• What to work on: Please go line by line through the material and copy each one containing the word "window".

────────────────────────────────────────

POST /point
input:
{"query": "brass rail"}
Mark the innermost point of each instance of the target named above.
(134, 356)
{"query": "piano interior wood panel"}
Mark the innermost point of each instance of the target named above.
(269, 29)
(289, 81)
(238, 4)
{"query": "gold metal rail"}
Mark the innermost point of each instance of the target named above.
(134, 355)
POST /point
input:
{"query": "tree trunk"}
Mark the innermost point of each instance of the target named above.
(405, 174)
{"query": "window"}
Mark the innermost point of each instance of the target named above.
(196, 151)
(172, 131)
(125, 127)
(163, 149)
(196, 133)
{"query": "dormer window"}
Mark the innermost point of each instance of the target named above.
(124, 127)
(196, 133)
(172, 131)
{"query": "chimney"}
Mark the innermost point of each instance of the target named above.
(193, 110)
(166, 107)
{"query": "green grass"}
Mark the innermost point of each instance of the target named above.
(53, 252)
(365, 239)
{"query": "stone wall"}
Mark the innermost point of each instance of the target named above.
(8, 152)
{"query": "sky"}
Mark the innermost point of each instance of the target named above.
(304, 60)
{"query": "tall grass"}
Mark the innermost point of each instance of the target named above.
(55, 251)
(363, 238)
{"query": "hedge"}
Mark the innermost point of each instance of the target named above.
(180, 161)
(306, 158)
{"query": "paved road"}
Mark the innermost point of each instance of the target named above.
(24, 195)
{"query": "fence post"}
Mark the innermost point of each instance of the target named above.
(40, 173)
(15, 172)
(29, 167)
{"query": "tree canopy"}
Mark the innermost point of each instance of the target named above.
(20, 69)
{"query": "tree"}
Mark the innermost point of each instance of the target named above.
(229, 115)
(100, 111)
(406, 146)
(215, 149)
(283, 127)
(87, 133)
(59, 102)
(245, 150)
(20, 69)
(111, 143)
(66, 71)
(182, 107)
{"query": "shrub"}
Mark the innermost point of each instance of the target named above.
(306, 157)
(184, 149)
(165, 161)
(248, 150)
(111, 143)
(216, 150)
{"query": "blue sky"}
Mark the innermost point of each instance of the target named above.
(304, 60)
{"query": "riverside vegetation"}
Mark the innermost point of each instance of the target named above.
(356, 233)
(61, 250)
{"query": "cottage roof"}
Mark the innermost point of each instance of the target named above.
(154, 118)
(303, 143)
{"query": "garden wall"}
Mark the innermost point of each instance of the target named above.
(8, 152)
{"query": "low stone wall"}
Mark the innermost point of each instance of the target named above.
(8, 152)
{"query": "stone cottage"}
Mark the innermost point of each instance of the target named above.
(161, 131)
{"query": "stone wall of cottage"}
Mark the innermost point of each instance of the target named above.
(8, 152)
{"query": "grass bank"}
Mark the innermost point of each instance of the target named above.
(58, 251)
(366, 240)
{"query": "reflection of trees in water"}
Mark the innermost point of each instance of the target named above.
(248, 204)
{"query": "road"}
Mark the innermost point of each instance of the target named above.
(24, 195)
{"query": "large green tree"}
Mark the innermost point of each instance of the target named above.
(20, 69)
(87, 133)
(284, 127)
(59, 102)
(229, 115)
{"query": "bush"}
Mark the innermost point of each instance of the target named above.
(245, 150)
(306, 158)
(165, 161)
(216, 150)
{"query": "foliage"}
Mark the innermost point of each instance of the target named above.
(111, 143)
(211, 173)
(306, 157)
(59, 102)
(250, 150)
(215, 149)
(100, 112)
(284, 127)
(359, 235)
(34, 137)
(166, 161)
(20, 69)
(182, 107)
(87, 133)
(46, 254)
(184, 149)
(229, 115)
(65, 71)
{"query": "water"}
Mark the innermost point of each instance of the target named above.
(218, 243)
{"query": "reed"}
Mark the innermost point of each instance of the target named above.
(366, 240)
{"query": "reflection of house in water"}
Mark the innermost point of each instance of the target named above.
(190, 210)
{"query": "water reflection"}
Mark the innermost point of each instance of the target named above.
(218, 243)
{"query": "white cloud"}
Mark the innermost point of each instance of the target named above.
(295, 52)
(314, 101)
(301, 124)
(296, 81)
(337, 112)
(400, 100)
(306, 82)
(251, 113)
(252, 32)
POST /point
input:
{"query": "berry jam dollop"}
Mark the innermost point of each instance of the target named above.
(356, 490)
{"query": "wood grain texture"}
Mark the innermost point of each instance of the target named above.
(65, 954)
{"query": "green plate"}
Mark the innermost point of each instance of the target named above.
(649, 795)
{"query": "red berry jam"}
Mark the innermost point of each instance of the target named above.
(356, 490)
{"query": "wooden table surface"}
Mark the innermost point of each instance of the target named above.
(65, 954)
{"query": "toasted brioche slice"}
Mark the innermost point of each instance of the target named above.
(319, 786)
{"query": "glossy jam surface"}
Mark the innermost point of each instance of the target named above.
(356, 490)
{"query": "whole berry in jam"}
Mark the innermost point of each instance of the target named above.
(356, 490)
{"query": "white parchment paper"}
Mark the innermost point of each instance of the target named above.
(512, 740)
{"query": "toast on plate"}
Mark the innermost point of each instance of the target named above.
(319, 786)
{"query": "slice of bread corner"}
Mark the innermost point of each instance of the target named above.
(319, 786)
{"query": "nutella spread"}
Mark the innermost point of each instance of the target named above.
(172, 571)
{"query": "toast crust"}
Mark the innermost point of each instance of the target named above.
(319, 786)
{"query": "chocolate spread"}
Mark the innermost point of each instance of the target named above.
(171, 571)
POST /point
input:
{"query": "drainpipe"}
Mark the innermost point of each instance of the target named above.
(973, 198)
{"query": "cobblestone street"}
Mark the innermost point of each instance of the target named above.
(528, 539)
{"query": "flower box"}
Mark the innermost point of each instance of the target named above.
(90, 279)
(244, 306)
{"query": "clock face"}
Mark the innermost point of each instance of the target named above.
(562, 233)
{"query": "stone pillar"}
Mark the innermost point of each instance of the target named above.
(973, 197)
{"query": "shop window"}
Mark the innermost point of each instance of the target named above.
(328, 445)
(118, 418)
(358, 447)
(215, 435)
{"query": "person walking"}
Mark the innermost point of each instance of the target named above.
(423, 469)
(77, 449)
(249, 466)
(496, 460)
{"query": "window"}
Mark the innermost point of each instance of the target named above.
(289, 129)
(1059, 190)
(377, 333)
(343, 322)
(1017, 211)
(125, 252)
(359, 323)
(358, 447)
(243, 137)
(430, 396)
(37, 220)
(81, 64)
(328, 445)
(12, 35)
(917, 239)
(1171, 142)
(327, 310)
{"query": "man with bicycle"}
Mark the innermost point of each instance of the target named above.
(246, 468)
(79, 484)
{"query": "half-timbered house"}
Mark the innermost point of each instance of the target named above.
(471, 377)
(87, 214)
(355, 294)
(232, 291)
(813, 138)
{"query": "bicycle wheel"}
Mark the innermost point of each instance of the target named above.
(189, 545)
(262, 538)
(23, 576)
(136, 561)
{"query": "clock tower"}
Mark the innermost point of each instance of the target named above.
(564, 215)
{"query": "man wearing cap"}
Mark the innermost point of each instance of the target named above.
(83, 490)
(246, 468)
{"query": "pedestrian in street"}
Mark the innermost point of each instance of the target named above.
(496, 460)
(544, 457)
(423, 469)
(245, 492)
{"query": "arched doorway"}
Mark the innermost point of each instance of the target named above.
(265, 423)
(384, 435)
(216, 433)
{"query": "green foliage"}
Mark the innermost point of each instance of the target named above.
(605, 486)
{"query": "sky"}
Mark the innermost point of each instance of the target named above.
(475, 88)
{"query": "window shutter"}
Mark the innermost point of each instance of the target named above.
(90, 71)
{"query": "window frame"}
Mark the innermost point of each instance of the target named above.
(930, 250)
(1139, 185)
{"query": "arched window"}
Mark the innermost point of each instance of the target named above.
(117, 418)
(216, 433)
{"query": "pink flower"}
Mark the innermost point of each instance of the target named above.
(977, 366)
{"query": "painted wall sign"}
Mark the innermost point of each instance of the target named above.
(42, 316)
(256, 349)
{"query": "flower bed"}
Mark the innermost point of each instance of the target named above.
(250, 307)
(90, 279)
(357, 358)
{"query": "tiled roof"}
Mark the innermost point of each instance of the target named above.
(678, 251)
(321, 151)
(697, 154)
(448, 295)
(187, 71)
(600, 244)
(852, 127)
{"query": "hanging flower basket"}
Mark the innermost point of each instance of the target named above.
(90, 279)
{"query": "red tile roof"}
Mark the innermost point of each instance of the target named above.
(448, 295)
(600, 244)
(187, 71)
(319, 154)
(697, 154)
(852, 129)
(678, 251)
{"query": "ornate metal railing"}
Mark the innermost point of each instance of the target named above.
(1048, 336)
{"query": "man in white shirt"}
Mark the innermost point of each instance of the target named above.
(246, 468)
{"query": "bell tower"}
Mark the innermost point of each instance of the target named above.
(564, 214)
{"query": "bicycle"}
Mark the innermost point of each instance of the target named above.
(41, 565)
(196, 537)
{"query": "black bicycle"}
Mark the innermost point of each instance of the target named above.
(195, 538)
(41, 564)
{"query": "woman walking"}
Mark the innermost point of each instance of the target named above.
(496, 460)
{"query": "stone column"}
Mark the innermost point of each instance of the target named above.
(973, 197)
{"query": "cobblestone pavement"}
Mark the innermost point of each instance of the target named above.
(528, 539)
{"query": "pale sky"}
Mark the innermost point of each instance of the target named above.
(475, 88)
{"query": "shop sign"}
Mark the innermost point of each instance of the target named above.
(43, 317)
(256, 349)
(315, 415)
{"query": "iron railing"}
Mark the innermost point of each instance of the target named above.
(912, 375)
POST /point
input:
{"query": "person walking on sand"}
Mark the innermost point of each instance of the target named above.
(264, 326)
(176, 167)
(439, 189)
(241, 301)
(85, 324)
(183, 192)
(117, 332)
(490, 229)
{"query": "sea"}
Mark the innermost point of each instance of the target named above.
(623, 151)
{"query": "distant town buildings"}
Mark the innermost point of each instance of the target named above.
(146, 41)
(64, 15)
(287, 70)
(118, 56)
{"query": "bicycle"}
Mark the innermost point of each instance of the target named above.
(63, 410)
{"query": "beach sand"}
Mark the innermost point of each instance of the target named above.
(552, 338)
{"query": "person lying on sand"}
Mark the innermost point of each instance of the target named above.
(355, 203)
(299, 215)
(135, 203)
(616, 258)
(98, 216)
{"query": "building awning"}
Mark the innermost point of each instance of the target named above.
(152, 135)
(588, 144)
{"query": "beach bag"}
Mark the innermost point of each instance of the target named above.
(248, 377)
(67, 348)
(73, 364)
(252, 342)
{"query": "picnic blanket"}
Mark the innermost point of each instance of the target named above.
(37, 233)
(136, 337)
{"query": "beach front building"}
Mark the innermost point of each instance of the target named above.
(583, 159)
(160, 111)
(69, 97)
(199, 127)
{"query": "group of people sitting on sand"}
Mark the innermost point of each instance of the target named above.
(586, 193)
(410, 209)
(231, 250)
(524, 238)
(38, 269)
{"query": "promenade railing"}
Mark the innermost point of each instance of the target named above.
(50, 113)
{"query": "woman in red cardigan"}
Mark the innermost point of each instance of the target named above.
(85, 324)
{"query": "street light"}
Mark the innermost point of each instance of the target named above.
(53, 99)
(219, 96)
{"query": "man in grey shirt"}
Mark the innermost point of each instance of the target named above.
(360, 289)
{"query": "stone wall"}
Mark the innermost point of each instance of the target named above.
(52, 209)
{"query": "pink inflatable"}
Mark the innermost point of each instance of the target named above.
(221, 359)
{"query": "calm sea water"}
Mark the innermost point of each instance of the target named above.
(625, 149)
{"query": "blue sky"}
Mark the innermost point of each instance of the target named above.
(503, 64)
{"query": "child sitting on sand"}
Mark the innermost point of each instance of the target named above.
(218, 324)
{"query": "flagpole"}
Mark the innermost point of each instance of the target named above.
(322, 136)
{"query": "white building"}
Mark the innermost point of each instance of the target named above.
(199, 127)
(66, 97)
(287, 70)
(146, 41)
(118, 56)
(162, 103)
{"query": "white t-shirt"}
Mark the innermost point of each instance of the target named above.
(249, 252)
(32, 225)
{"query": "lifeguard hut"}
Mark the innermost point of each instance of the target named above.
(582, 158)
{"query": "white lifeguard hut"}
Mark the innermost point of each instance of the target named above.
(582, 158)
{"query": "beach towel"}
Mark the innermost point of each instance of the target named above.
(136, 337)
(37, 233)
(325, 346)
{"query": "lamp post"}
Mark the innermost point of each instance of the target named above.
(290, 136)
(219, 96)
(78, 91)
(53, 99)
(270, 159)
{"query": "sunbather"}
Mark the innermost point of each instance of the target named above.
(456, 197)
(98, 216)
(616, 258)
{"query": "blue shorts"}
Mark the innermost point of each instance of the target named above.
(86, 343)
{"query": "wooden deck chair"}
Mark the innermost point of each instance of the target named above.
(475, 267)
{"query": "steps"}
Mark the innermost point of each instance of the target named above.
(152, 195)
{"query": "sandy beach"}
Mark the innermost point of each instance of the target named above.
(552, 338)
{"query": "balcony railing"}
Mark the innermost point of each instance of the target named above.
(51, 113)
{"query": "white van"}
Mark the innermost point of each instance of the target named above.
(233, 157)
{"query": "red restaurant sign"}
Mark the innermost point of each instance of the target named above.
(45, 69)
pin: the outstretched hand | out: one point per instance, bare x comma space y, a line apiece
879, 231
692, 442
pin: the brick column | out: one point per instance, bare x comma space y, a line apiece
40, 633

────────────────────────────────────────

• Expected answer:
{"query": "window"}
{"query": "dormer window"}
{"query": "shop window"}
{"query": "window"}
{"query": "window shutter"}
{"query": "window frame"}
{"query": "arched window"}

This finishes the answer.